__Quoted passage__:
The echo function returns a single tuple echoing its text parameter. Echo is the simplest stream source designed to provide text to a text analyzing stream decorator.

echo Syntax

echo("Hello world")

facet

The facet function provides aggregations that are rolled up over buckets. Under the covers the facet function pushes down the aggregation into the search engine using Solr’s JSON Facet API. This provides sub-second performance for many use cases. The facet function is appropriate for use with a low to moderate number of distinct values in the bucket fields. To support high cardinality aggregations see the rollup function.

facet Parameters

  • collection: (Mandatory) Collection the facets will be aggregated from.

  • q: (Mandatory) The query to build the aggregations from.

  • buckets: (Mandatory) Comma separated list of fields to rollup over. The comma separated list represents the dimensions in a multi-dimensional rollup.

  • bucketSorts: (Mandatory) Comma separated list of sorts to apply to each dimension in the buckets parameters. Sorts can be on the computed metrics or on the bucket values.

  • rows: (Default 10) The number of rows to return. '-1' will return all rows.

  • offset:(Default 0) The offset in the result set to start from.

  • overfetch: (Default 150) Over-fetching is used to provide accurate aggregations over high cardinality fields.

  • method: The JSON facet API aggregation method.

  • bucketSizeLimit: Sets the absolute number of rows to fetch. This is incompatible with rows, offset and overfetch. This value is applied to each dimension. '-1' will fetch all the buckets.

  • metrics: List of metrics to compute for the buckets. Currently supported metrics are sum(col), avg(col), min(col), max(col), count(*), per(col, 50). The per metric calculates a percentile for a numeric column and can be specified multiple times in the same facet function.

  • tiered: (Default false) Flag governing whether the facet stream should parallelize JSON Facet requests to multiple Solr collections using a plist expression; this option only applies if the collection is an alias backed by multiple collections. If tiered is enabled, then a rollup expression is used internally to aggregate the metrics from multiple facet expressions into a single result; only count, min, max, sum, and avg metrics are supported. Client applications can enable / disable this globally by setting the solr.facet.stream.tiered=true|false system property. Tiered enabled will be the default in Solr 9.x and beyond.

facet Syntax

Example 1:

facet(collection1,
      q="*:*",
      buckets="a_s",
      bucketSorts="sum(a_i) desc",
      rows=100,
      sum(a_i),
      sum(a_f),
      min(a_i),
      min(a_f),
      max(a_i),
      max(a_f),
      avg(a_i),
      avg(a_f),
      per(a_f, 50),
      per(a_f, 75),
      count(*))

The example above shows a facet function with rollups over a single bucket, where the buckets are returned in descending order by the calculated value of the sum(a_i) metric.

__Exercise 1__:
Reproduce the part of the Solr documentation excerpt that begins at the words "The echo function" and ends after "be aggregated from.", word for word.
The Solr documentation excerpt and the records are unrelated.

__Entries__:

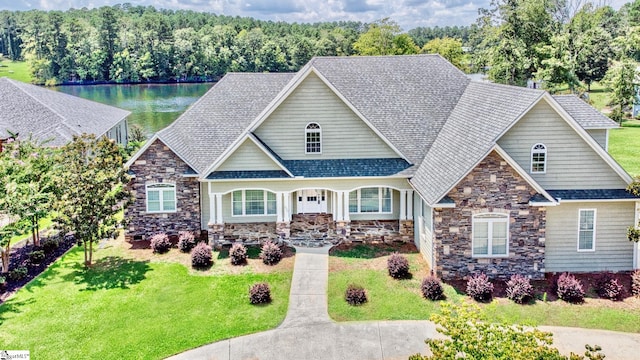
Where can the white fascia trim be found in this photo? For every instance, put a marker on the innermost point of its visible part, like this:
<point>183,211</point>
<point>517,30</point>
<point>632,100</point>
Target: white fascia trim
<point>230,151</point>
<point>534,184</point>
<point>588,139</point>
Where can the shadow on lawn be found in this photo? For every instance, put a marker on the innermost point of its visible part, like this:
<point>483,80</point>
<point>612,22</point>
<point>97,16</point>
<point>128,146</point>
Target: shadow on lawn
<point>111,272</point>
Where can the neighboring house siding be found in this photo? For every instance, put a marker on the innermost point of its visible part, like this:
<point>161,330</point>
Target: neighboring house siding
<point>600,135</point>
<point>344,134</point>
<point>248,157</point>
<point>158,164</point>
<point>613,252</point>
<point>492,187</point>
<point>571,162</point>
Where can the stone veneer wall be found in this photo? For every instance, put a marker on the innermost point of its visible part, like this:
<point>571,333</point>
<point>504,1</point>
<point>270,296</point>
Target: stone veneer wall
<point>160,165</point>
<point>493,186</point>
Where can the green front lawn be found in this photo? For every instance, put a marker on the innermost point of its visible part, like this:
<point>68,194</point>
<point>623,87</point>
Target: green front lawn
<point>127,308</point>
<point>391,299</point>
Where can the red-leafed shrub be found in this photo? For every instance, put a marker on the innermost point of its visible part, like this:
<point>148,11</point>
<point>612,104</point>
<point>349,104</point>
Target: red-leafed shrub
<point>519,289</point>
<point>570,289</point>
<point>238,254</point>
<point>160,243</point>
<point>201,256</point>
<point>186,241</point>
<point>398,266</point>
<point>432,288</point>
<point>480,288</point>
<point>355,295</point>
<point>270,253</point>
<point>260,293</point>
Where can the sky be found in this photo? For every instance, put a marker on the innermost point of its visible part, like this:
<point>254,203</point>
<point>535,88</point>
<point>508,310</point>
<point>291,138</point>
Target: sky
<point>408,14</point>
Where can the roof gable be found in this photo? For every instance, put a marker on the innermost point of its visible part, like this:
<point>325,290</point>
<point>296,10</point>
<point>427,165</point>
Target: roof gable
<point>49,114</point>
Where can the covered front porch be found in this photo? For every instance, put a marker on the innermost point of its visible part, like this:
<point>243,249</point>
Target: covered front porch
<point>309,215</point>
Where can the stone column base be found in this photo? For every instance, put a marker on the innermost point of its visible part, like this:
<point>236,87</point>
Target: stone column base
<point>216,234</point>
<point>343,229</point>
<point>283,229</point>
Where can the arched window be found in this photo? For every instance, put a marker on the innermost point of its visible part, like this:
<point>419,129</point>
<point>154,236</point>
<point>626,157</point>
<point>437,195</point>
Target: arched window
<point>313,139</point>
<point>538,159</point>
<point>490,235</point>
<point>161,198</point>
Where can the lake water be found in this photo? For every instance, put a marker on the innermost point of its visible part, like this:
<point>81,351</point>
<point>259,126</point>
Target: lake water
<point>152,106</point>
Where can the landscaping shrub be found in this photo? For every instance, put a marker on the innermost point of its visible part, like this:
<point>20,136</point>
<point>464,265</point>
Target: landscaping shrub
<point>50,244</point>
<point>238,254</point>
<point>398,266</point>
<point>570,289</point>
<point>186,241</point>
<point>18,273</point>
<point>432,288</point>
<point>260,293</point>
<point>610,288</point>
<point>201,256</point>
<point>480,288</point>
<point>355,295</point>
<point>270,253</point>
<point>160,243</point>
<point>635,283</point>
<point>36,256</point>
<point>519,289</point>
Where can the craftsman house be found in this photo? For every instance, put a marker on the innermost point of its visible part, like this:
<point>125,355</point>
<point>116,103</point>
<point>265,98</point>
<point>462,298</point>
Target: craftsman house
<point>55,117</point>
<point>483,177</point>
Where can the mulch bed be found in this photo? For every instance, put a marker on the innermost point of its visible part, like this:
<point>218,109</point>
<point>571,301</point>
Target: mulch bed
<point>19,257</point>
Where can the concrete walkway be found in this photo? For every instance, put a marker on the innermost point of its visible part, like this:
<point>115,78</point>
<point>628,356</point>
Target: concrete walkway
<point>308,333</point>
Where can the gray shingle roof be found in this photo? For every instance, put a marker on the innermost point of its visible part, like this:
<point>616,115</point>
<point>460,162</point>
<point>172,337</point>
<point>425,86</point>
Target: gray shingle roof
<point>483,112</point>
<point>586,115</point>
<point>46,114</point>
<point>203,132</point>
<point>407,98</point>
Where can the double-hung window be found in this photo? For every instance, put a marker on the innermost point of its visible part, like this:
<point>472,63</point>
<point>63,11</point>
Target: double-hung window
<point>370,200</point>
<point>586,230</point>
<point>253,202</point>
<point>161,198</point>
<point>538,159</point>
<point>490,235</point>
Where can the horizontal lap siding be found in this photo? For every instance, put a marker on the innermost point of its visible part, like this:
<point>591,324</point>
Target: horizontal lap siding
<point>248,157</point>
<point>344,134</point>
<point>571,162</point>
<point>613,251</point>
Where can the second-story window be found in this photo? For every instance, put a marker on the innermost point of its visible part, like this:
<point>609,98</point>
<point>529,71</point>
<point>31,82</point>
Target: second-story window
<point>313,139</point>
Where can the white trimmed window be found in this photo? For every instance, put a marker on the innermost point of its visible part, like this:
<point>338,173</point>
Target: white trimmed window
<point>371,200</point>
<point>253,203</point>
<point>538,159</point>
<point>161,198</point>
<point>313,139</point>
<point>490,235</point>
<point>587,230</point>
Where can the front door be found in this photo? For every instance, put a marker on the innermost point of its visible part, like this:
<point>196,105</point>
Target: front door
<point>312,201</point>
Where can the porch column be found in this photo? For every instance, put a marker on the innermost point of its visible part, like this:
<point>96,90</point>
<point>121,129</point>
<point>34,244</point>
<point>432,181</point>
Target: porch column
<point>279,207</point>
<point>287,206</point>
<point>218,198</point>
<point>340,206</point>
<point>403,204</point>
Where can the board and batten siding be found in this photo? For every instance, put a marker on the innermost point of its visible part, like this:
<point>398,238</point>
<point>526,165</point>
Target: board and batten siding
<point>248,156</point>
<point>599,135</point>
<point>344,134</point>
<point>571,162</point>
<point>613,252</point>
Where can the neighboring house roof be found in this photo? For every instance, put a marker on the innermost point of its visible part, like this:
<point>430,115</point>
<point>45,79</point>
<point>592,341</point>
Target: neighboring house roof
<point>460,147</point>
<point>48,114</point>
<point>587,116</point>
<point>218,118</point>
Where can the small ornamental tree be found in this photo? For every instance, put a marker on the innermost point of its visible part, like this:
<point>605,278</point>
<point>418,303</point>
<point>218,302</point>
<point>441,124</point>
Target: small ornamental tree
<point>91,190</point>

__Exercise 2__:
Write out the records verbatim from their start through the line containing "<point>493,186</point>", including that line, and omit the pictures.

__Correct result 1__:
The echo function returns a single tuple echoing its text parameter. Echo is the simplest stream source designed to provide text to a text analyzing stream decorator.

echo Syntax

echo("Hello world")

facet

The facet function provides aggregations that are rolled up over buckets. Under the covers the facet function pushes down the aggregation into the search engine using Solr’s JSON Facet API. This provides sub-second performance for many use cases. The facet function is appropriate for use with a low to moderate number of distinct values in the bucket fields. To support high cardinality aggregations see the rollup function.

facet Parameters

  • collection: (Mandatory) Collection the facets will be aggregated from.

__Correct result 2__:
Where can the white fascia trim be found in this photo? For every instance, put a marker on the innermost point of its visible part, like this:
<point>183,211</point>
<point>517,30</point>
<point>632,100</point>
Target: white fascia trim
<point>230,151</point>
<point>534,184</point>
<point>588,139</point>
Where can the shadow on lawn be found in this photo? For every instance, put a marker on the innermost point of its visible part, like this:
<point>483,80</point>
<point>612,22</point>
<point>97,16</point>
<point>128,146</point>
Target: shadow on lawn
<point>111,272</point>
Where can the neighboring house siding be found in this photo? For every instance, put a marker on the innermost point of its visible part, like this:
<point>161,330</point>
Target: neighboring house siding
<point>600,135</point>
<point>344,134</point>
<point>248,157</point>
<point>158,164</point>
<point>613,252</point>
<point>492,187</point>
<point>571,162</point>
Where can the stone veneer wall be found in this photo? For every instance, put a marker on the innermost point of its visible part, like this:
<point>571,333</point>
<point>504,1</point>
<point>270,296</point>
Target: stone veneer wall
<point>160,165</point>
<point>493,186</point>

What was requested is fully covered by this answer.